Extract every line in the records below that contains the word "rock", copying each one in full and unchanged.

* **The records**:

---------------

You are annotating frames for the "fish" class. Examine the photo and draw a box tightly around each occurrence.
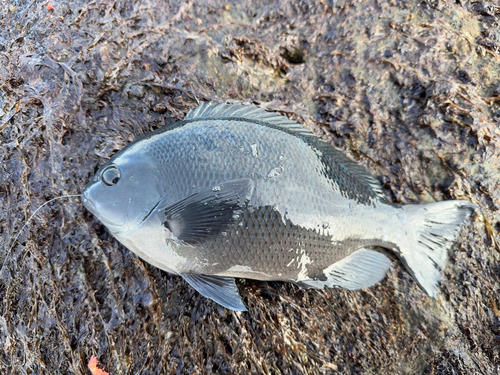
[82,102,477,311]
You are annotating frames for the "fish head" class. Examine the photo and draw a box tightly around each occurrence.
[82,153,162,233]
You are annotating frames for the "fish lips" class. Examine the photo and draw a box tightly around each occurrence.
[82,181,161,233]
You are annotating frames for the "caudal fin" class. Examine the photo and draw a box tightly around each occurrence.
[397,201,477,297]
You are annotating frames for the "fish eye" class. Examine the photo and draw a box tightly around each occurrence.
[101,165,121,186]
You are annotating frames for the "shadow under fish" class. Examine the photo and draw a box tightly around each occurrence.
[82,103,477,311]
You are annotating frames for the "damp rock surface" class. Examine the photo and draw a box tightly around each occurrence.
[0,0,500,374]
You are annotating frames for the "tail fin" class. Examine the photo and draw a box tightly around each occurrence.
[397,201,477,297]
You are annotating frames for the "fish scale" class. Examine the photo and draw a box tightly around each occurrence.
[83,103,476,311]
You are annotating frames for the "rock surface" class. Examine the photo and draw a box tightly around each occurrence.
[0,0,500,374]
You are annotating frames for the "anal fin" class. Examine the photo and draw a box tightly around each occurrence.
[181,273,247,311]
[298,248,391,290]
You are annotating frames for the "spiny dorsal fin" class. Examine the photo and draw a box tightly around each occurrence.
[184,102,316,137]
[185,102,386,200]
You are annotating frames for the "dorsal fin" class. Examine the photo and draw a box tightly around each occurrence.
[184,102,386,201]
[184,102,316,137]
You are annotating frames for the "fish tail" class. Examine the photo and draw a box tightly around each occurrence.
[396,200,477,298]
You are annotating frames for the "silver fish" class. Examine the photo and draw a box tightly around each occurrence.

---------------

* **The response**:
You are annotating frames for the "damp rock surface" class. Examine the photo and draw a box tightly around each occurrence.
You are annotating frames for the "rock surface" class. Examine the photo and draw a box tightly around each occurrence.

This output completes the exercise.